It Takes a Team to Build a Village

June 6, 2014

There is an African proverb that says “It takes a village to raise a child” (sorry, but Hillary Clinton did not coin it, nor her ghostwriter; they merely capitalized on it.) Today, the men on our mission trip proved that it takes a team to build a community.
We returned today to the exact same build site where we were yesterday. Team Gato (Steve Ike, Ed Easterlin, Will Thomason, Doug Grady and Fitz Wickham—oh, yeah, and me) built for a small family, Katarina and Hamilton, and their three children (6, 3, and 2.) Katarina is actually the older daughter of Vincento, for whom we built yesterday. Here is a picture of the structure where they have been living.Katarina's home

Hamilton works as a furniture refinisher, but only when he can find work, which is not that often. Katarina told us that she does not know how much money he makes, or what they have, she merely asks him for money to buy food. When they have no money, they eat one of the chickens they own. Let’s hope the chickens keep replicating—but even more, that their income stream increases. Their home is literally right behind Vincento’s home, and we saw him a good bit today as we built.

▶ What to produce
Write out the mission trip post above in full, word for word, from its title to its last sentence.

▶ Listed records
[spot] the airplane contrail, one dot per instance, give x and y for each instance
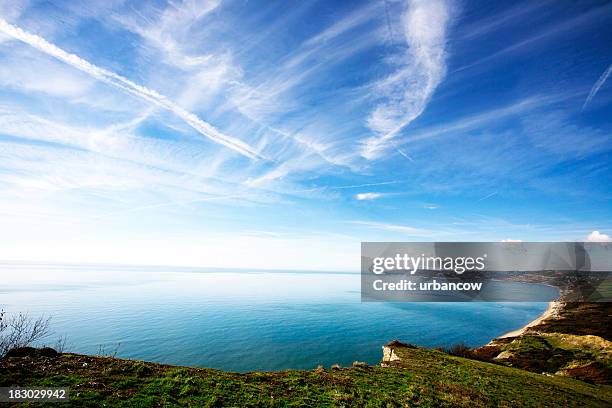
(130, 87)
(598, 84)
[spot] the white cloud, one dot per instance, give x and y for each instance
(597, 236)
(406, 92)
(368, 196)
(130, 87)
(597, 86)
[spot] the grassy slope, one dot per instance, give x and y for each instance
(424, 378)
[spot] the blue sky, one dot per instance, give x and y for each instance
(281, 134)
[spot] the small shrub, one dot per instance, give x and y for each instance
(21, 331)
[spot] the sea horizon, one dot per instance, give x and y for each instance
(243, 320)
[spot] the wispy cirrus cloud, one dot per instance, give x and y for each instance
(597, 86)
(597, 236)
(130, 87)
(368, 196)
(406, 92)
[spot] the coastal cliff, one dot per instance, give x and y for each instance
(570, 339)
(417, 377)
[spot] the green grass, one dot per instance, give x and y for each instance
(423, 378)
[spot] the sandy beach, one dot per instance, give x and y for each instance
(550, 311)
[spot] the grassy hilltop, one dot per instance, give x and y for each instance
(421, 377)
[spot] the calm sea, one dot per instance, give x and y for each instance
(238, 320)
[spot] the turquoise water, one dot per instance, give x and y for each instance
(241, 321)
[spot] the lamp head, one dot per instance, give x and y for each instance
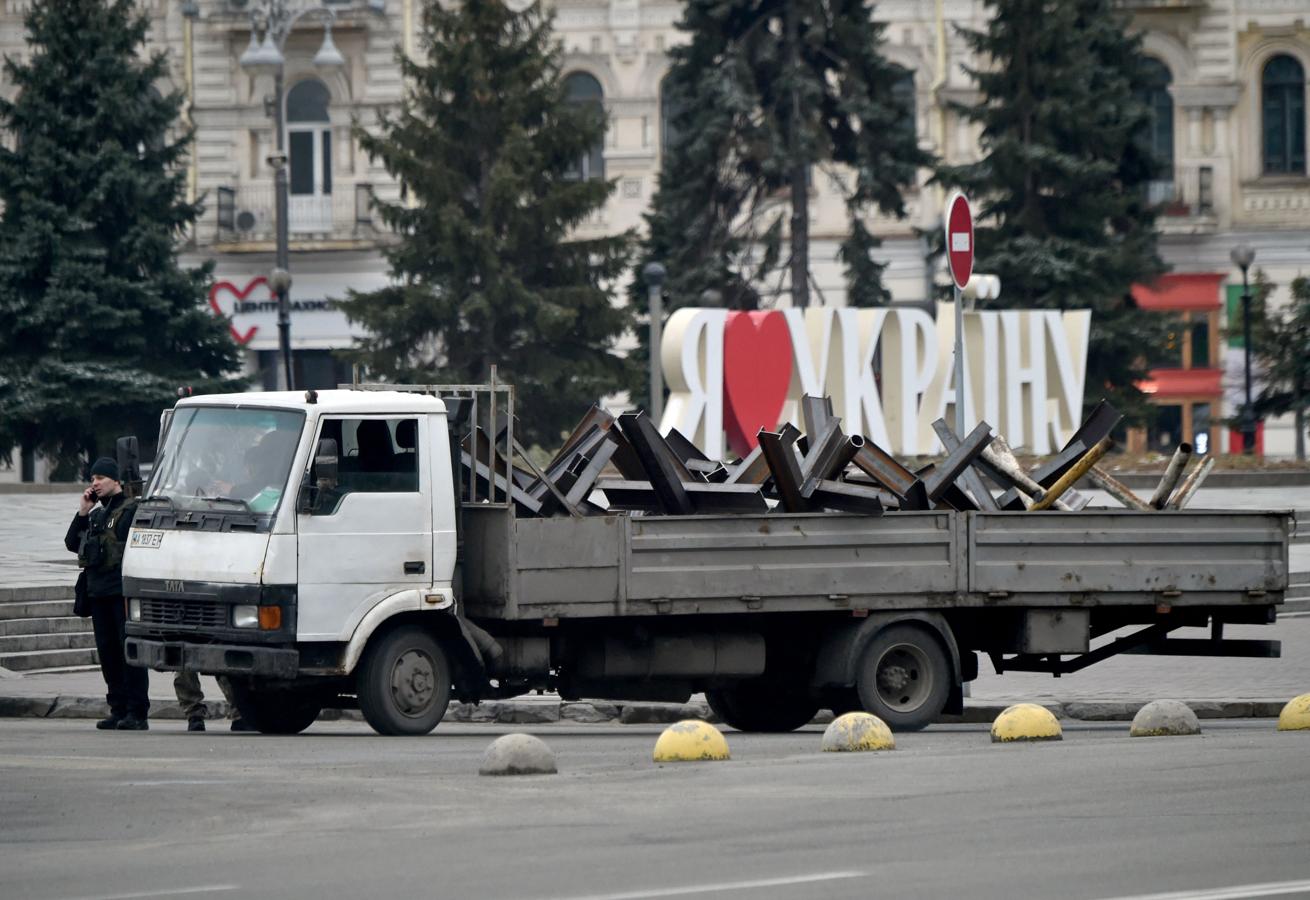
(262, 59)
(328, 55)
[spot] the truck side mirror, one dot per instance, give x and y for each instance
(325, 472)
(326, 463)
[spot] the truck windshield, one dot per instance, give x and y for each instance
(215, 455)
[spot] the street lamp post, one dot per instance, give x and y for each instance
(277, 18)
(1242, 257)
(654, 277)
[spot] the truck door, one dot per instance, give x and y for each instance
(372, 535)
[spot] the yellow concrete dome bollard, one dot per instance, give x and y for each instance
(1296, 714)
(1026, 722)
(691, 740)
(857, 731)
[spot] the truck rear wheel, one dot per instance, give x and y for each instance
(277, 712)
(404, 683)
(761, 706)
(904, 677)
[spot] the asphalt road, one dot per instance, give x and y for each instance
(341, 812)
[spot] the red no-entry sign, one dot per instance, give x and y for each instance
(959, 239)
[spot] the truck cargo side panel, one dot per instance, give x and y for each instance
(1128, 553)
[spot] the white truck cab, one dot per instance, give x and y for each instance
(292, 524)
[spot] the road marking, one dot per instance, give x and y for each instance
(1235, 892)
(723, 886)
(167, 892)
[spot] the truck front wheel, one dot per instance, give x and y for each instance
(904, 677)
(404, 683)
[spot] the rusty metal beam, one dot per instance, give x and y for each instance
(1073, 474)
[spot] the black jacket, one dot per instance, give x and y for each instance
(106, 578)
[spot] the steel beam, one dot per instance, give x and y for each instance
(786, 473)
(663, 469)
(970, 477)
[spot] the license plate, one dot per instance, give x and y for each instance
(146, 540)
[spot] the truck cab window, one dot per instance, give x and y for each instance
(377, 456)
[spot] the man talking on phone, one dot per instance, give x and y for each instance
(98, 535)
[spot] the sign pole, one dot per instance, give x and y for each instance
(959, 363)
(958, 223)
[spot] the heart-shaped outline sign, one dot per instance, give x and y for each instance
(240, 294)
(756, 375)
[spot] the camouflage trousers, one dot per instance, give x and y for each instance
(191, 698)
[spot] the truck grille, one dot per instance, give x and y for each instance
(191, 613)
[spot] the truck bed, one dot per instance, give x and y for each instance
(531, 569)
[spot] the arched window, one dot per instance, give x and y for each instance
(582, 88)
(1158, 136)
(1283, 106)
(309, 156)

▶ Answer below
It Takes a Team to Build a Village

June 6, 2014

There is an African proverb that says “It takes a village to raise a child” (sorry, but Hillary Clinton did not coin it, nor her ghostwriter; they merely capitalized on it.) Today, the men on our mission trip proved that it takes a team to build a community.
We returned today to the exact same build site where we were yesterday. Team Gato (Steve Ike, Ed Easterlin, Will Thomason, Doug Grady and Fitz Wickham—oh, yeah, and me) built for a small family, Katarina and Hamilton, and their three children (6, 3, and 2.) Katarina is actually the older daughter of Vincento, for whom we built yesterday. Here is a picture of the structure where they have been living.Katarina's home

Hamilton works as a furniture refinisher, but only when he can find work, which is not that often. Katarina told us that she does not know how much money he makes, or what they have, she merely asks him for money to buy food. When they have no money, they eat one of the chickens they own. Let’s hope the chickens keep replicating—but even more, that their income stream increases. Their home is literally right behind Vincento’s home, and we saw him a good bit today as we built.